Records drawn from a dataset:
+ + + + + + +

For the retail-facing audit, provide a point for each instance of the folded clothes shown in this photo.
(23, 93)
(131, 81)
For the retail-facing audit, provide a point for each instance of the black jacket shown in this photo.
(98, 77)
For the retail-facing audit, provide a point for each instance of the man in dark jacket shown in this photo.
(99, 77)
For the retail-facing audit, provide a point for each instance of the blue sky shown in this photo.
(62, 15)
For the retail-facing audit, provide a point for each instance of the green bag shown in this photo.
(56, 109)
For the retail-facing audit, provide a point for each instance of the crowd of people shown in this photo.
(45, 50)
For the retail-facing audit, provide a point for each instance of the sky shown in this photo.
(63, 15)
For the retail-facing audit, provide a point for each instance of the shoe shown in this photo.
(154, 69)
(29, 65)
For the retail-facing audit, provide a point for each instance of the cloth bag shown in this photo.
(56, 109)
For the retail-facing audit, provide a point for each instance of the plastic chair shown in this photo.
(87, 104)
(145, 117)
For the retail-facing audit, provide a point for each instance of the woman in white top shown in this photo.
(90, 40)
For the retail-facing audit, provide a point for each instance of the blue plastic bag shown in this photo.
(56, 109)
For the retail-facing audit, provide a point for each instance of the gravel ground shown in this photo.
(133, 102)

+ + + + + + +

WORK INSTRUCTIONS: Your answer should be the full set of records above, restated exactly.

ANSWER SECTION:
For the retail-facing audit, provide a point for each instance of the folded clothes shown in this photo.
(23, 93)
(131, 81)
For the retail-facing audit, provide a point for each instance of the black jacket shown in this photo.
(98, 77)
For the retail-facing audit, provide a point for each instance of the man in dark jacket shown in this photo.
(99, 77)
For the retail-facing audit, provide a point for each instance of the blue sky shown in this photo.
(62, 15)
For the retail-facing audit, provide a point for each instance of the green bag shown in this photo.
(56, 109)
For the retail-facing audit, provide a point for each instance of the crowd of people shown in this photo.
(45, 50)
For the retail-facing audit, provide a point for each instance of the sky shown in this photo.
(63, 15)
For the retail-facing audit, provide a point for each instance of the shoe shown in this photo.
(154, 69)
(29, 65)
For the retail-facing audit, provide a point for each instance of the cloth bag shown in this photo.
(56, 109)
For the retail-facing audit, provide a point for each instance of the plastic chair shown in this photo.
(87, 104)
(145, 117)
For the retail-facing audit, provide a point for each instance of the woman in white top shown in this photo.
(90, 40)
For the retail-facing audit, provide a point for each instance of the blue plastic bag shown in this photo.
(56, 109)
For the retail-facing audit, provide a point for each instance of the gravel ground shown in this photo.
(133, 102)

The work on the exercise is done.